■ Selected passage
Rantz was a key part of the development of Twins greats such as Kirby Puckett, Kent Hrbek, Gary Gaetti, Tim Laudner and Frank Viola, and he sees similarities between the way those players came up at a young age and eventually took the Twins to two World Series titles, and the potential of current prospects such as Byron Buxton, Miguel Sano, Alex Meyer and Trevor May.

The big question is if these prospects can duplicate what that group in the 1980s did, developing into a World Series champion.

“We had some injuries involved and I know these young guys were tearing it up [in the minor leagues],” Rantz recalled. “Hrbek was tearing it up in [Class A] Visalia [in 1981]. Puckett was doing the same [in 1983]. We were struggling and [owner] Calvin [Griffith] wanted to make a move and make a change and see if they could add a spark to us and they did.”

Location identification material

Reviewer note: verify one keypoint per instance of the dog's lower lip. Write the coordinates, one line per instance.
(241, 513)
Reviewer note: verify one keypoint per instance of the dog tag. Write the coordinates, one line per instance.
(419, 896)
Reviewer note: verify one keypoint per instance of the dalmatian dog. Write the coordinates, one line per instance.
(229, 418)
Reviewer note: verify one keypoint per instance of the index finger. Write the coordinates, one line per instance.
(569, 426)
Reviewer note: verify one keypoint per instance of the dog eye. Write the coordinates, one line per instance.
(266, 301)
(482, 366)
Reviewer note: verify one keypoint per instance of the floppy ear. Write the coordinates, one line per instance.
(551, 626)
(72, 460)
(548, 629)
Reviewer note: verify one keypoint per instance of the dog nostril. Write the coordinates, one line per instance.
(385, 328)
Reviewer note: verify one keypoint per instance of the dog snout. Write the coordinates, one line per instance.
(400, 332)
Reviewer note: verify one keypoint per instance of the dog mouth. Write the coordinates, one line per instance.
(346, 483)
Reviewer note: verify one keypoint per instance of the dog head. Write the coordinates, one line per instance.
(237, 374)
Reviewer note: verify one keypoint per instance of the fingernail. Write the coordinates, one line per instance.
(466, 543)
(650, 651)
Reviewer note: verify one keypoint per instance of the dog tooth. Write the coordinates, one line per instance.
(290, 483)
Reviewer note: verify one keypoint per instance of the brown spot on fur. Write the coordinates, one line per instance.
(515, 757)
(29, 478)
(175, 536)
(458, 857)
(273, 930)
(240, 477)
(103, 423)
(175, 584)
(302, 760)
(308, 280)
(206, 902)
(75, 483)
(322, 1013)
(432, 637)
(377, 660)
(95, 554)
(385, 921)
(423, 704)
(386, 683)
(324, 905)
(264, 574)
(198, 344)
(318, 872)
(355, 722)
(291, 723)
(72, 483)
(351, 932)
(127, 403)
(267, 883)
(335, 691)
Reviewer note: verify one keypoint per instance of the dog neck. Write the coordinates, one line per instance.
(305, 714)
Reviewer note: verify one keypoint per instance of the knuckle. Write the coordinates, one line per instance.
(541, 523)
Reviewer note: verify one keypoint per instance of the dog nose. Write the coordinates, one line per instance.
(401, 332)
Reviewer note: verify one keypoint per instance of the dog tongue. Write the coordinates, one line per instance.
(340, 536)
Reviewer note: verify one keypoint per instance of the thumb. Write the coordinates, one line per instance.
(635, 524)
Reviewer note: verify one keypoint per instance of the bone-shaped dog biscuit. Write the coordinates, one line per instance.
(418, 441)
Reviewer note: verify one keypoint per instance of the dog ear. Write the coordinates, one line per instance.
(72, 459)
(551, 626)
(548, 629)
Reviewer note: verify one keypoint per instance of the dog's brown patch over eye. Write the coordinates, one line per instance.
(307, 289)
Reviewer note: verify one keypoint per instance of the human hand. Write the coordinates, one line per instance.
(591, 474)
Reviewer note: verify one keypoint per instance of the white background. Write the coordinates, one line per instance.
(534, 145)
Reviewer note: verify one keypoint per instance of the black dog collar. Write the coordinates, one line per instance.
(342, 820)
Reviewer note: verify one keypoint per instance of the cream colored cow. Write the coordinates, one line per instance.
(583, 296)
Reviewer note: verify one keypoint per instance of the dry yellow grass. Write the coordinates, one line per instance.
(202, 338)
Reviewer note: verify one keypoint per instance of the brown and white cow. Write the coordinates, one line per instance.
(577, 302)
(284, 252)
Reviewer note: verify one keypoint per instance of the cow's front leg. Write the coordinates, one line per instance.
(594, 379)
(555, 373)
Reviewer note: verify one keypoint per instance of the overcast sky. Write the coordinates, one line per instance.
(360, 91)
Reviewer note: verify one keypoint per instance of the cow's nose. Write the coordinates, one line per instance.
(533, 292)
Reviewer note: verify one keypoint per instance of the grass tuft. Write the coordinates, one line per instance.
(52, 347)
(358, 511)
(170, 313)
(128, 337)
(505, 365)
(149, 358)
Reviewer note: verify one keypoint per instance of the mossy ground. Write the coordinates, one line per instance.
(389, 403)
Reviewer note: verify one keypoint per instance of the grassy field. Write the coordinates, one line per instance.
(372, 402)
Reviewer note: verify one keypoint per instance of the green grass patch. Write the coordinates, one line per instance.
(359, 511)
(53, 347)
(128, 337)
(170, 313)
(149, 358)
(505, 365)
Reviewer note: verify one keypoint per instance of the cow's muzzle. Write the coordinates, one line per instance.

■ Required work
(A) Translate this sentence from the passage on the Twins' prospects into Spanish: "The big question is if these prospects can duplicate what that group in the 1980s did, developing into a World Series champion."
(B) Carry the passage on the Twins' prospects forward with a few more sentences, starting right after Rantz's quote.
This material was drawn from a separate source, unrelated to the passage on the Twins' prospects.

■ Task-by-task results
(A) La gran pregunta es si estos prospectos pueden repetir lo que hizo aquel grupo en la década de 1980, convirtiéndose en campeón de la Serie Mundial.

(B)
Rantz cautioned that it took those players many years to become a champion. Hrbek, Laudner and Gaetti debuted in 1981; Viola, Randy Bush and Tom Brunansky, acquired in a trade, arrived in 1982; and Puckett was called up in 1984. But the Twins didn’t post a winning record until their World Series campaign of 1987.

In fact, from 1981 to ’86 the Twins posted a 400-519 record, a .435 winning percentage.

Still when those players reached the majors, they showed signs of their potential, and the team knew they had a special group.

“They all contributed, and they all belonged,” Rantz said. “None of them got sent back, I can tell you that. Once they got called up, they were here.”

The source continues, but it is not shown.